**Required work**
A. Answer each question from the curriculum update post below, one per line, marked (i), (ii), (iii).
(i) For which two subjects had the youngest son used The Good and the Beautiful the previous year?
(ii) What were children asked to draw on the symbols in the math unit on Africa?
(iii) How does the curriculum describe eating insects?
B. In the curriculum update post below, list every symbol the writer says they noticed in the math curriculum.

**Document text**
———

Homeschool Curriculum Update: Why I’m Tossing the (not so) Good and The Beautiful

If you’re in the middle of the school year and figure out something’s not working with your curriculum, throw it away! Just kidding. But actually, that’s what I decided to do in this case.

Read on to find out about what we’re throwing out and what we’re going to do instead.

When we began our school year, we didn’t buy a lot of curriculum, but started with what we had to get a good idea of what would still work and what we still needed.

While most of my original choices as previously shared in the Homeschool Curriculum Picks post were a good fit, we ran into some snags with my youngest son’s curriculum.

We had been using The Good and the Beautiful for language arts and math the previous year, and while he didn’t really enjoy it because of all the wordiness which meant lengthy preliminaries before finally getting on with the lesson’s activities, we were dealing with it by skipping over most everything except the review pages in math and skimming through and hitting the highlights in language arts.

Then I started noticing some questionable symbols and references. As in, masonic symbols. Symbols I noticed in the math curriculum were the eye of Horus (all-seeing eye), sun god, and fertility goddess. This was a unit on Africa, so not entirely out of place, but they used these symbols as an exercise for children to draw lines of symmetry on. In other words, it wasn’t just a “here are some symbols that might be seen in Africa,” but rather it has the child spend time studying these symbols and drawing on them.

There was also reference to eating insects as a “good source of protein” (which sounds like the WHO agenda that we should eat bugs to “save the planet” and “prevent global warming.”) One statement like that isn’t that big of a deal in general - we can obviously talk about that with our kids and share how different cultures eat differently, but it’s still not an agenda I want normalized in my children’s curriculum. And with a “neutral” curriculum sharing their opinion on something like that, it makes me wonder what else would potentially pop up down the road. Maybe things I wouldn’t even know about because my kids would be working more independently at that point.

———

**Data section**
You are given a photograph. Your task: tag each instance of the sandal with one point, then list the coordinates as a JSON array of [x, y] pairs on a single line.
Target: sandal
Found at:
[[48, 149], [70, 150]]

———

**Solutions for each task**
A.
(i) Language arts and math
(ii) Lines of symmetry
(iii) As a "good source of protein"

B.
- The eye of Horus (all-seeing eye)
- Sun god
- Fertility goddess